> _WORK INSTRUCTIONS_
A. In the passage on flat feet in children, reproduce the text from "You have probably" to "Are Flat Feet?".
B. Answer these questions using the passage on flat feet in children:
(i) By what age do most flat feet disappear?
(ii) What gives babies' feet the appearance of a flat foot?
(iii) In the simple test for flexible flat feet, what is the child asked to do?
C. Resume the passage on flat feet in children from the point where it ends.

You have probably noticed that when your child is standing, his/her feet appear flat, without an arch. The physician has diagnosed your child as having Flexible Flat Feet or Pes Planus. This is a very common, normal, painless condition, which does not require treatment.

What Are Flat Feet?

Flat Feet, or the lack of an apparent arch when standing, may be due to lax ligaments in the feet or a family history. Babies generally have fat pads over the instep of their feet, giving the appearance of a flat foot. With development, the soft tissues of the foot tighten, creating an arch. Most flat feet disappear by 2-3 years of age.

A very simple test will help determine if your child has flexible flat feet. Have your child stand on his/her toes and observe for the arch to appear. If an arch is not present, your child may have "rigid flat feet".

What Is the Treatment for Flat Feet?

[Natural-language object grounding data]

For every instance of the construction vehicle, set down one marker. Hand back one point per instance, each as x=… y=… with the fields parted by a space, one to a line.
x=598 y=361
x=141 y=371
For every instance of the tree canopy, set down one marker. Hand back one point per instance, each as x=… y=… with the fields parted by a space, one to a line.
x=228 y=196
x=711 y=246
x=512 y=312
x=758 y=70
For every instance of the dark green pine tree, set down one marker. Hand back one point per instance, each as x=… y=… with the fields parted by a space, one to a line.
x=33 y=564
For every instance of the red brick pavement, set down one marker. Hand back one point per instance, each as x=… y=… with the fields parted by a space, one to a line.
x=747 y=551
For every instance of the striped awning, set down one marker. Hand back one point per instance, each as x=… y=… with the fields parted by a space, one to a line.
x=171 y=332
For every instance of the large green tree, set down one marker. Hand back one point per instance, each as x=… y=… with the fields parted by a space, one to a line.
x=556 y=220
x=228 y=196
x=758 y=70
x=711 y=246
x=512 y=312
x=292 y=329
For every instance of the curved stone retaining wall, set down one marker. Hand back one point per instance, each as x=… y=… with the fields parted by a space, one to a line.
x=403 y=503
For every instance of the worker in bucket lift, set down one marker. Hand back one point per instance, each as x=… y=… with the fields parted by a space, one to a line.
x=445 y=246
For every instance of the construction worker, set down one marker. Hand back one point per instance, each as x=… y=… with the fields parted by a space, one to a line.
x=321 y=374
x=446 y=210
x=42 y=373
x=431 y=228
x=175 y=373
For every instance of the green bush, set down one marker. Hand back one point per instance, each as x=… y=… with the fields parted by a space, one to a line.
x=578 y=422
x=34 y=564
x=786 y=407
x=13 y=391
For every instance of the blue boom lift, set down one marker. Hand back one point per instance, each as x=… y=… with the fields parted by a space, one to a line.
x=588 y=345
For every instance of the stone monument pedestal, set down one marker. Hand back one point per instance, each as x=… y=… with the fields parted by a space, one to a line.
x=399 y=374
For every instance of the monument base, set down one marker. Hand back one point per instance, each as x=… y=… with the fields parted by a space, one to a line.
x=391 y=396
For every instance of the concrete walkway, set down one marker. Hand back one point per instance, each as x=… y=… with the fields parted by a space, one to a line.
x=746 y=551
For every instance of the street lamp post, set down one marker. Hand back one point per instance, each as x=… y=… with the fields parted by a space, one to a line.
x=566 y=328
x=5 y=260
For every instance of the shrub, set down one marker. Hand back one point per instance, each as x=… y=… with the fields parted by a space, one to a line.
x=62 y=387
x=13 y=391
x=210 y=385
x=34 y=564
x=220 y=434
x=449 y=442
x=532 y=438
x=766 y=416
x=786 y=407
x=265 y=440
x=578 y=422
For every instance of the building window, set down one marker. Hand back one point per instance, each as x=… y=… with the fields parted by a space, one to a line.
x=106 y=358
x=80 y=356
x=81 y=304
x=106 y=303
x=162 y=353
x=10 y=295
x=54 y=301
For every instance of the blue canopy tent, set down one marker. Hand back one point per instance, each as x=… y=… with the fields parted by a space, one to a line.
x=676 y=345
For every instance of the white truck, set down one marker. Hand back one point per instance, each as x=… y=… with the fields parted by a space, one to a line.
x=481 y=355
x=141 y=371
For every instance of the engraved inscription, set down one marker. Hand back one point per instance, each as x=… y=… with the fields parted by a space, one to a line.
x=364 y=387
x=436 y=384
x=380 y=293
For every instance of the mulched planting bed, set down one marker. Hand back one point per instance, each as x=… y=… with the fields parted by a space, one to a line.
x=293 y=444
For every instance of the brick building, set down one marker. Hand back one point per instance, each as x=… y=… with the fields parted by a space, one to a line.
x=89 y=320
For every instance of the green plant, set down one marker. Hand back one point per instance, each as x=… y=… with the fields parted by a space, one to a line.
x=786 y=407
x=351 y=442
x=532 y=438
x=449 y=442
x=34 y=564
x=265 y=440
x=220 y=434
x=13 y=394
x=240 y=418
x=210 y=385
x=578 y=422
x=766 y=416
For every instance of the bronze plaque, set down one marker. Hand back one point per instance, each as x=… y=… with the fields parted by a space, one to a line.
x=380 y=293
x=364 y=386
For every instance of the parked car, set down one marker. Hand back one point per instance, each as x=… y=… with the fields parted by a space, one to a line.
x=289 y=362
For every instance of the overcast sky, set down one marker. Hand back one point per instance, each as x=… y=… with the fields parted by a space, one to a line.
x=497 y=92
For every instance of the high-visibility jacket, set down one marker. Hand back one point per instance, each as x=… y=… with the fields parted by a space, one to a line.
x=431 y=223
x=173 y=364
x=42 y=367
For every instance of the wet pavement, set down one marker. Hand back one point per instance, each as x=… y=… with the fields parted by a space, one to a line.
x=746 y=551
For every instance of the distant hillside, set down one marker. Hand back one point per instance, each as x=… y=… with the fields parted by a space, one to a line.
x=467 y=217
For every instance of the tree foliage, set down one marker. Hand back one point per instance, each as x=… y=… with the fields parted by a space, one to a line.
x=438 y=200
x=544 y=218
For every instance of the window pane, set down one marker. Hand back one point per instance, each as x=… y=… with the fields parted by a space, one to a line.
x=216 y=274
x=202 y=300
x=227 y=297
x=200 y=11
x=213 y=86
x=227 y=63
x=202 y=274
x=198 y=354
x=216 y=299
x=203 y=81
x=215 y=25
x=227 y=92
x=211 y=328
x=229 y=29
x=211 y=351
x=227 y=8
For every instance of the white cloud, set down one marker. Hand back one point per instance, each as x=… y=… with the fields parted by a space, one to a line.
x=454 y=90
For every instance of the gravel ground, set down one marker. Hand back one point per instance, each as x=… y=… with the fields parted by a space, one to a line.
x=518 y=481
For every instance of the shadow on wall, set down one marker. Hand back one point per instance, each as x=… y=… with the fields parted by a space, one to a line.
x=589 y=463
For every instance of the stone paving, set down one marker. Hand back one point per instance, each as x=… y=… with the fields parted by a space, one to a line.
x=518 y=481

> _RESPONSES TO THE EXERCISE_
A.
You have probably noticed that when your child is standing, his/her feet appear flat, without an arch. The physician has diagnosed your child as having Flexible Flat Feet or Pes Planus. This is a very common, normal, painless condition, which does not require treatment.

What Are Flat Feet?

B.
(i) By 2-3 years of age.
(ii) Fat pads over the instep of their feet.
(iii) Stand on his/her toes.

C.
Flexible flat feet require ONLY observation and time to correct. For older children in whom flat feet persist to teens, soft arch supports may be worn. These provide only comfort and do not correct the foot. Corrective shoes and bracing also do not correct the foot. Rarely is surgery ever needed.

Answers to Commonly Asked Questions:

1. Flexible flat feet are a common, painless condition.

2. Corrective shoes or supports are an UNNECESSARY expense and will not improve flexible flat feet.

3. Shoe sales persons may tell you expensive shoes will help your child walk better, but this is not true. Regular, inexpensive shoes may be worn.

4. Flexible flat feet will not interfere with your child's ability to learn to walk.